The Swingers Attic

Tag: attraction

Confidence and a wife that goes for hotter guys

by on Aug.06, 2012, under Insecurities

Question:

We are newbies with experience. My wife is way hotter than me and always goes for guys that are way hotter than me. We always end up with couples exactly the opposite. Hot guy with less hot woman.
I’m not ugly in any way, just average. My wife seems to never be interested in men of my caliber though and always is after the male model looking guys. If the guy has a wife like that they usually say no thank you.
My wife not wanting to play with guys of my caliber and only going for the super studs is giving me a lot of insecurity. I have had fun, but am thinking to quit the lifestyle over it.

Answer:
By Miranda-
I’m sorry for your experiences with the “better looking” guys.
I totally understand where you’re coming from but want to remind you that swinging is a women powered sport. If the women likes the man…it’s a go, if the man wants the women he better pray she finds him attractive. It’s not fair, but very typical in the lifestyle.
I think what you need to do is sit down and talk to your wife about how you’re feeling. Make sure you convey how serious this is to you and how you’re feeling inadequate to the fabio’s she’s tending to be drawn to.

################

Given problem A → Repeat the advice column word for word from "by on Aug.06, 2012, under" up to and including "lifestyle over it.".

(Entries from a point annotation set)

################

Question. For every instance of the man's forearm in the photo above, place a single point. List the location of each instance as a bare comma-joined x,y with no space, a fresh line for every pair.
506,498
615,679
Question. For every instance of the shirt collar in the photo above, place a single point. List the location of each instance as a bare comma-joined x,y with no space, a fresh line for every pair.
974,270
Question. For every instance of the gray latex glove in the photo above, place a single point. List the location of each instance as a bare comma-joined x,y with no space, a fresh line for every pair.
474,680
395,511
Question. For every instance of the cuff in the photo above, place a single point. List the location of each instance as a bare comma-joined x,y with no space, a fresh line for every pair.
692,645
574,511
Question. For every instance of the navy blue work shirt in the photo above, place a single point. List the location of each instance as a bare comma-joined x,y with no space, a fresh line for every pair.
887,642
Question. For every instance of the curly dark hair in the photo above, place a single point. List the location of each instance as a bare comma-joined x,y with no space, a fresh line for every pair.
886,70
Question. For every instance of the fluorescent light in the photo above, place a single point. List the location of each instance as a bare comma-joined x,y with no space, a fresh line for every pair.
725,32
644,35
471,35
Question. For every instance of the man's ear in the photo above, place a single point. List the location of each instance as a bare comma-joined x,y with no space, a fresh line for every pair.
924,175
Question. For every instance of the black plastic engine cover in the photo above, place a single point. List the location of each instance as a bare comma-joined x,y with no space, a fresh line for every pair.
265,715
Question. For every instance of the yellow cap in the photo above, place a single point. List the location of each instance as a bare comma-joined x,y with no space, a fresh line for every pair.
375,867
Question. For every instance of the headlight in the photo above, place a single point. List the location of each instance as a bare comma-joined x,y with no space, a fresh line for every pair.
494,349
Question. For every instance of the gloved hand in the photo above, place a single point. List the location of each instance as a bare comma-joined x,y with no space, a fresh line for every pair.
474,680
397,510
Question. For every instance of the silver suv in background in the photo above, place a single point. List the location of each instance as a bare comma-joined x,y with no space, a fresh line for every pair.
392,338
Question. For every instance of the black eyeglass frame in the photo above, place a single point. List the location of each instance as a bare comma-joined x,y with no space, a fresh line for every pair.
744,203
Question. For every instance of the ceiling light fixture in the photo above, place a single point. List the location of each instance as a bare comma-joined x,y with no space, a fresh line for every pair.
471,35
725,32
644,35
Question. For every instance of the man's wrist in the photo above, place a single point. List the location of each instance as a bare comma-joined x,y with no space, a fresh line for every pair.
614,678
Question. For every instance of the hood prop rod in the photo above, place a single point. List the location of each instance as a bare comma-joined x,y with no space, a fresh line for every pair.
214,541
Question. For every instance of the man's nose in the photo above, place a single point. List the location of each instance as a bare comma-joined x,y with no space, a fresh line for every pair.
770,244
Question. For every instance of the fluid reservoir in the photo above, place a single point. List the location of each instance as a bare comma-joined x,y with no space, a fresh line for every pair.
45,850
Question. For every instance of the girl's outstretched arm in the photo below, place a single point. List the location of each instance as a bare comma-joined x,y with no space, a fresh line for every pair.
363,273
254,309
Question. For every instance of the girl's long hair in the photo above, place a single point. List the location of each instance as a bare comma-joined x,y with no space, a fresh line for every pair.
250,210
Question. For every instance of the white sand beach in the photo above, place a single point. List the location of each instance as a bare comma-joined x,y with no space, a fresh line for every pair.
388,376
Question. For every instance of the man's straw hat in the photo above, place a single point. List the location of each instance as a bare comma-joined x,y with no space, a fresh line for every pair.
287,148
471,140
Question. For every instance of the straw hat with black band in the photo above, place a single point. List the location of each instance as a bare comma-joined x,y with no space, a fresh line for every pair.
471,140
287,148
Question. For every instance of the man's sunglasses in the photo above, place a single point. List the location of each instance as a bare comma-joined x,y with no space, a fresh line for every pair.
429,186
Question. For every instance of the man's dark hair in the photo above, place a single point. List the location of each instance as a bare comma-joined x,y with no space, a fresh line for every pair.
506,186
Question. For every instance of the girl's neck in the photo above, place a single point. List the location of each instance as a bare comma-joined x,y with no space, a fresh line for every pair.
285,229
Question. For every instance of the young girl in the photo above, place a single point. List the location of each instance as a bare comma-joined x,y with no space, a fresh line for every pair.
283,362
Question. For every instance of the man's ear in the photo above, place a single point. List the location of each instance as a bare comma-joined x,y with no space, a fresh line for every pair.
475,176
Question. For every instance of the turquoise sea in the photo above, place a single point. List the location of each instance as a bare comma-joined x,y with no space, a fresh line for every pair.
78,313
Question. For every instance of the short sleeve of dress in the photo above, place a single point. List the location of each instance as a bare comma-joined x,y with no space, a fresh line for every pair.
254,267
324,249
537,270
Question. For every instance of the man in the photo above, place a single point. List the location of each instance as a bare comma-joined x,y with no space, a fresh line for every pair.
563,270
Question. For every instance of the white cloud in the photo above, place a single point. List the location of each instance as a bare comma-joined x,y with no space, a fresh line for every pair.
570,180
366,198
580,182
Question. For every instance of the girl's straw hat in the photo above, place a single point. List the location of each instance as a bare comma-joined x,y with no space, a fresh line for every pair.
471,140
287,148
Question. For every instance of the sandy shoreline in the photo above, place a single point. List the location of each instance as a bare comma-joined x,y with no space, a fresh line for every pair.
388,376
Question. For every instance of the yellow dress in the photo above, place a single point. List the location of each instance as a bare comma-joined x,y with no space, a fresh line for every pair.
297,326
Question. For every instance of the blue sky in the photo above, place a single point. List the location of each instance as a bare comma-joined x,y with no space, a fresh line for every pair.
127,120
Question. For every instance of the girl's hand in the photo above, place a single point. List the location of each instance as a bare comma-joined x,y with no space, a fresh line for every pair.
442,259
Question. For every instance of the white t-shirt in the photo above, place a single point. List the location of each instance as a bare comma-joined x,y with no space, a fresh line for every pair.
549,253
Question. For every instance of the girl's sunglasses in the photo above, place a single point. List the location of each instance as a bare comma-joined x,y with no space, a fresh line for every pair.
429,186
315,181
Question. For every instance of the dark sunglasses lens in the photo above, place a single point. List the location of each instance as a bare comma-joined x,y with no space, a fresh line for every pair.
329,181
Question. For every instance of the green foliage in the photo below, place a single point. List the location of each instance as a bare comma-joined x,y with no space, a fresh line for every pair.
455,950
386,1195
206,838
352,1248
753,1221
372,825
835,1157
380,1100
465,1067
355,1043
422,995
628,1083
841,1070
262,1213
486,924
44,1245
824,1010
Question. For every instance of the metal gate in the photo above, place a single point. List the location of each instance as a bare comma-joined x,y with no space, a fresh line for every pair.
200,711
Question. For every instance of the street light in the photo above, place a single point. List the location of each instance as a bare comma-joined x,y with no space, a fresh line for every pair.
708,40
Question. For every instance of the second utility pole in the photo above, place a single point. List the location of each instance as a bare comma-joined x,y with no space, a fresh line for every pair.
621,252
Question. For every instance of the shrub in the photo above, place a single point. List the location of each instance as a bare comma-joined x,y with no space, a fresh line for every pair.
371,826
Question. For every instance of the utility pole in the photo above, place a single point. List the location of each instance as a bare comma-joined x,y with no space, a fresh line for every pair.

################

Given problem B → Identify each line of the records that contains the string "plastic", and copy those lines. Case counts.

Full answer A →
by on Aug.06, 2012, under Insecurities

Question:

We are newbies with experience. My wife is way hotter than me and always goes for guys that are way hotter than me. We always end up with couples exactly the opposite. Hot guy with less hot woman.
I’m not ugly in any way, just average. My wife seems to never be interested in men of my caliber though and always is after the male model looking guys. If the guy has a wife like that they usually say no thank you.
My wife not wanting to play with guys of my caliber and only going for the super studs is giving me a lot of insecurity. I have had fun, but am thinking to quit the lifestyle over it.

Full answer B →
Question. For every instance of the black plastic engine cover in the photo above, place a single point. List the location of each instance as a bare comma-joined x,y with no space, a fresh line for every pair.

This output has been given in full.